** Exercise prompt **
Return, exactly as written, the line containing "Tag every instance of the parked dark" and every line after it to the end of the records below, with no pictures.

** Records provided **
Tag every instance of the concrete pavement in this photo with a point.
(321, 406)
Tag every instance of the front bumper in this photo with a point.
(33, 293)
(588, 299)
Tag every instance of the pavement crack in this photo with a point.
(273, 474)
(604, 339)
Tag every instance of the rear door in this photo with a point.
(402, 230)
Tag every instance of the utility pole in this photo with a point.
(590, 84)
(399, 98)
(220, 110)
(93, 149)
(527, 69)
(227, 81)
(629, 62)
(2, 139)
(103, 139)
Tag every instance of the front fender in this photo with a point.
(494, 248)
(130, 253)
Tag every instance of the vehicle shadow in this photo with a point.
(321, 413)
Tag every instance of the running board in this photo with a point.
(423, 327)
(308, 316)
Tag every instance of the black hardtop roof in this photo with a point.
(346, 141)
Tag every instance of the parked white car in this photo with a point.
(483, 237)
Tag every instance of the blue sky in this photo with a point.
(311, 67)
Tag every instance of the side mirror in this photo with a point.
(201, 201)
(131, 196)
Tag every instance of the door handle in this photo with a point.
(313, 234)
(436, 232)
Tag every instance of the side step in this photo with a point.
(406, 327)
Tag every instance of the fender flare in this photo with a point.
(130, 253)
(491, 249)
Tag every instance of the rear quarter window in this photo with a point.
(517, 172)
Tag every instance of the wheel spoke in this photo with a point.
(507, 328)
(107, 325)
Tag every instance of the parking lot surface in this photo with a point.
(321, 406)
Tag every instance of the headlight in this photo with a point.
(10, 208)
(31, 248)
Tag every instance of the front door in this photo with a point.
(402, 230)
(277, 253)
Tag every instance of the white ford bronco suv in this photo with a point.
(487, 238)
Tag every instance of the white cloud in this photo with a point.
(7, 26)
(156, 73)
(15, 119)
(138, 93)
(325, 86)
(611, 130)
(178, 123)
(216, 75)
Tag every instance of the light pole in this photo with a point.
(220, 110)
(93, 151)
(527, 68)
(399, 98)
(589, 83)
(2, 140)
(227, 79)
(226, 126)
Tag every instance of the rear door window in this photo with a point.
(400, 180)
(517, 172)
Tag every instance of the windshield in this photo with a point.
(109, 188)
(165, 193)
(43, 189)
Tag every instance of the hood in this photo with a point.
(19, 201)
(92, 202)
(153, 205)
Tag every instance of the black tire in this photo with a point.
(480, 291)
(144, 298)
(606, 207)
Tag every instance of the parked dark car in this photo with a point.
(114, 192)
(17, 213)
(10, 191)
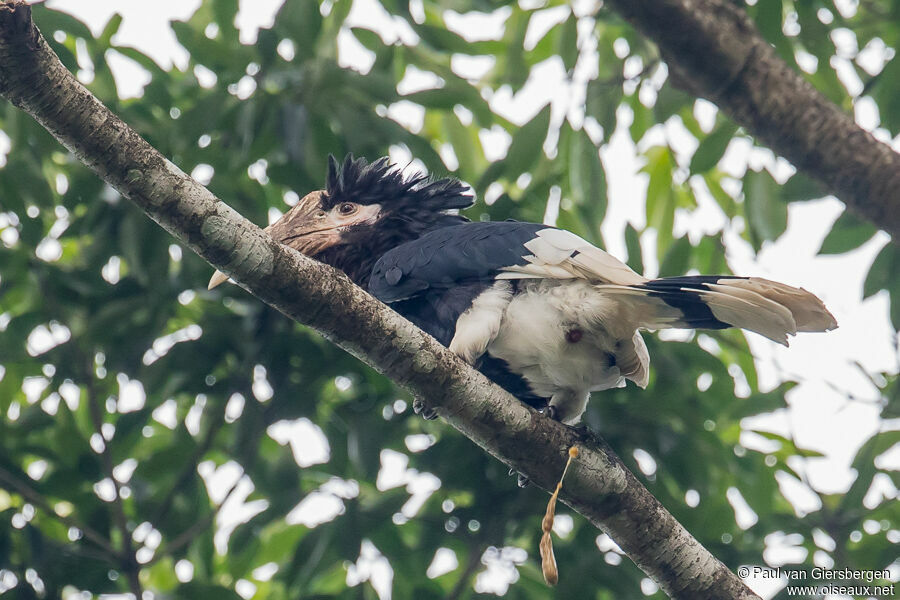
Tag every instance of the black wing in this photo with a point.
(451, 256)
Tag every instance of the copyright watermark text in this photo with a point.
(819, 581)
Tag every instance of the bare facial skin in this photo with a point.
(309, 228)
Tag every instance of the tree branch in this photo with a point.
(598, 486)
(37, 499)
(714, 50)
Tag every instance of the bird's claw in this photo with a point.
(551, 412)
(521, 480)
(426, 413)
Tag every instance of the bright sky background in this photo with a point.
(833, 410)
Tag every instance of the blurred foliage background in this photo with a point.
(200, 445)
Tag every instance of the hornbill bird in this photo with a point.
(539, 310)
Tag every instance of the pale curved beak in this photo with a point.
(217, 279)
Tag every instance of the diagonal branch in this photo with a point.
(714, 50)
(599, 486)
(36, 498)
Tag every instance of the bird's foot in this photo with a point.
(419, 408)
(521, 480)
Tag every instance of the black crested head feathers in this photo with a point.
(380, 182)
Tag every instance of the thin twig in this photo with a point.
(129, 560)
(38, 500)
(190, 467)
(196, 529)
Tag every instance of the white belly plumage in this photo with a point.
(563, 337)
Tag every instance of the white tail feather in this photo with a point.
(771, 309)
(808, 311)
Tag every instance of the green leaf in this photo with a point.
(847, 233)
(526, 146)
(587, 178)
(883, 272)
(766, 212)
(677, 259)
(568, 43)
(633, 245)
(712, 147)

** Result **
Tag every instance of the parked dark car in this photo with a point.
(114, 192)
(17, 213)
(10, 191)
Tag every instance of the black wing in this photo with a point.
(451, 256)
Tag every instance of the copyright watermark text in this photo with a point.
(819, 581)
Tag every instance of the bare facial skin in this photo with a point.
(309, 228)
Tag every instance of the tree branch in this photo with a point.
(598, 486)
(37, 499)
(714, 50)
Tag every instance of the bird's claw in this photo with a point.
(551, 412)
(521, 480)
(426, 413)
Tag every instance of the bright sky background in this photo with a point.
(833, 410)
Tag every instance of the blurred foliage background in this photo with a point.
(200, 445)
Tag every instance of the hornbill bird in this photo with a point.
(539, 310)
Tag every instance of the pale curved beak in this photo with a point.
(217, 279)
Tag every instance of the diagonal branch in this photo with a point.
(714, 50)
(599, 486)
(36, 498)
Tag every instance of the bird's foot in this photo with a point.
(419, 408)
(521, 480)
Tag every instance of the black crested head feathers in this photo with a point.
(380, 182)
Tag every instance of the thin twig in this photo with a point.
(129, 560)
(38, 500)
(190, 467)
(196, 529)
Tag every instance of the white belly plumage in this photo with a point.
(563, 337)
Tag every instance of the white tail feather in this photo with a point.
(771, 309)
(808, 311)
Tag every instance of the green leaf in this photo with a point.
(847, 233)
(526, 146)
(587, 178)
(883, 272)
(766, 212)
(677, 259)
(568, 43)
(633, 245)
(712, 147)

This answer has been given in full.